(List of tasks)
• a. Decide whether each statement below agrees with the devotional on Jeremiah 17:9. Answer yes or no for each, and quote the words of the devotional that settle it: (i) Jeremiah preached in Jerusalem after Babylon burned the city; (ii) the Hebrew word aqov shares its root with the name Jacob; (iii) the devotional holds that more introspection can cure the heart.
• b. Continue the devotional on Jeremiah 17:9, starting after its last sentence.

Daily Discipleship - Day 145: The Heart Is Deceitful
May 3, 2026
Daily Discipleship • Day 145 • Sunday, September 20, 2026
The Heart Is Deceitful
Jeremiah 17:9
Pleasant Springs Church • ps-church.com
Jeremiah preached in Jerusalem in the last decades before Babylon burned the city in 587 BC. His audience was a covenant people convinced that temple, lineage, and national identity made them safe. Jeremiah 17 sits in a string of oracles about misplaced trust: cursed is the man who trusts in flesh, blessed is the one who trusts in the LORD. Verse 9 is the diagnostic underneath the curse. The problem is not that Judah has bad information; the problem is that the organ they use to weigh information is itself compromised. Notice that the LXX softens desperately sick to deep — the heart is unsearchable, beyond the reach of its own owner.
עָקֹב
aqov · Hebrew“deceitful, crooked, twisted”
Aqov shares its root with the name Yaaqov — Jacob, the heel-grabber, the supplanter. Jeremiah is making a pun the original audience would have heard immediately: the heart is a Jacob. It does not merely err; it schemes. It rationalizes, rebrands, and arrives at the conclusion it wanted before the deliberation began. The word names a moral architecture, not a momentary slip. The next clause — desperately sick — rules out the hope that more introspection will cure it.

(Record extracts)

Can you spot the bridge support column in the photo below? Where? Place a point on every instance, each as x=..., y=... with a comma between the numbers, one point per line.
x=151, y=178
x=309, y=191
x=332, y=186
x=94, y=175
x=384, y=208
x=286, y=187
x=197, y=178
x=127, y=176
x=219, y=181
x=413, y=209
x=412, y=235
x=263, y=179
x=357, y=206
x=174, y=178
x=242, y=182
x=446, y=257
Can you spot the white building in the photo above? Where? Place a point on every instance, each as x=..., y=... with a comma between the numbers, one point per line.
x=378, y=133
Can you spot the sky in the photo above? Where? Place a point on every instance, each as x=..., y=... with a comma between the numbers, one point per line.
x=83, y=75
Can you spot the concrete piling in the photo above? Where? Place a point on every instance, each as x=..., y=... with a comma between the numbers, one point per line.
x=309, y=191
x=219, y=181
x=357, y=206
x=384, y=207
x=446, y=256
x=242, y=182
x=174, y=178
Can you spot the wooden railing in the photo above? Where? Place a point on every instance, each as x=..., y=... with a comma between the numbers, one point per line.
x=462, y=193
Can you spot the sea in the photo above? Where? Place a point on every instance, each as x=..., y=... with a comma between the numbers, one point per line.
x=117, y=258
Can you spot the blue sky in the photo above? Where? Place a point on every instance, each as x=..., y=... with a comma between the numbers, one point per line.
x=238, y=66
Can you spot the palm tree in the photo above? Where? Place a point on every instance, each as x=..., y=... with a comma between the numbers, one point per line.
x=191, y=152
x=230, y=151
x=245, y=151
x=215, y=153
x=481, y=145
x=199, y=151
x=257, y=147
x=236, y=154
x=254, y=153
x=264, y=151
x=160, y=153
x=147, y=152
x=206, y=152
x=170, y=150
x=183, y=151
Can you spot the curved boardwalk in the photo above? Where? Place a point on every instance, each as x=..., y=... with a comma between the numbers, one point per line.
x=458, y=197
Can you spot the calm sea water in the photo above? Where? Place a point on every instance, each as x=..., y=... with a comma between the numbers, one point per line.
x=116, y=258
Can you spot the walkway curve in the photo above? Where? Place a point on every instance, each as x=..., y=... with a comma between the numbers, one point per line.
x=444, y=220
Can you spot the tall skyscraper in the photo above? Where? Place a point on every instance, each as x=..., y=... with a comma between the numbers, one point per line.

(Answers to this exercise)
• a.
(i) No: "Jeremiah preached in Jerusalem in the last decades before Babylon burned the city in 587 BC."
(ii) Yes: "Aqov shares its root with the name Yaaqov — Jacob, the heel-grabber, the supplanter."
(iii) No: "The next clause — desperately sick — rules out the hope that more introspection will cure it."

• b.
Pearcey's project for thirty years has been to show that what looks like neutral reasoning is almost never neutral. Every worldview, she argues, begins with a faith commitment — an idol or the living God — and then constructs the arguments that protect it. Jeremiah 17:9 is the theological grounding of her sociology. The heart picks its god first and then hires the mind as defense counsel. This is why exposing bad arguments rarely changes anyone; the arguments were never the foundation. The foundation was a love, and loves are not dislodged by syllogisms.
Which means honest self-knowledge is not something we achieve by sitting longer with our own thoughts. Our thoughts are the lawyers our heart has retained. Jeremiah's question — who can understand it? — gets its answer two verses later: I the LORD search the heart. The only reliable audit comes from outside us. Pearcey would say this is why Christians read Scripture as a mirror rather than as a resource: not to confirm what we already feel, but to be told what we could never have told ourselves.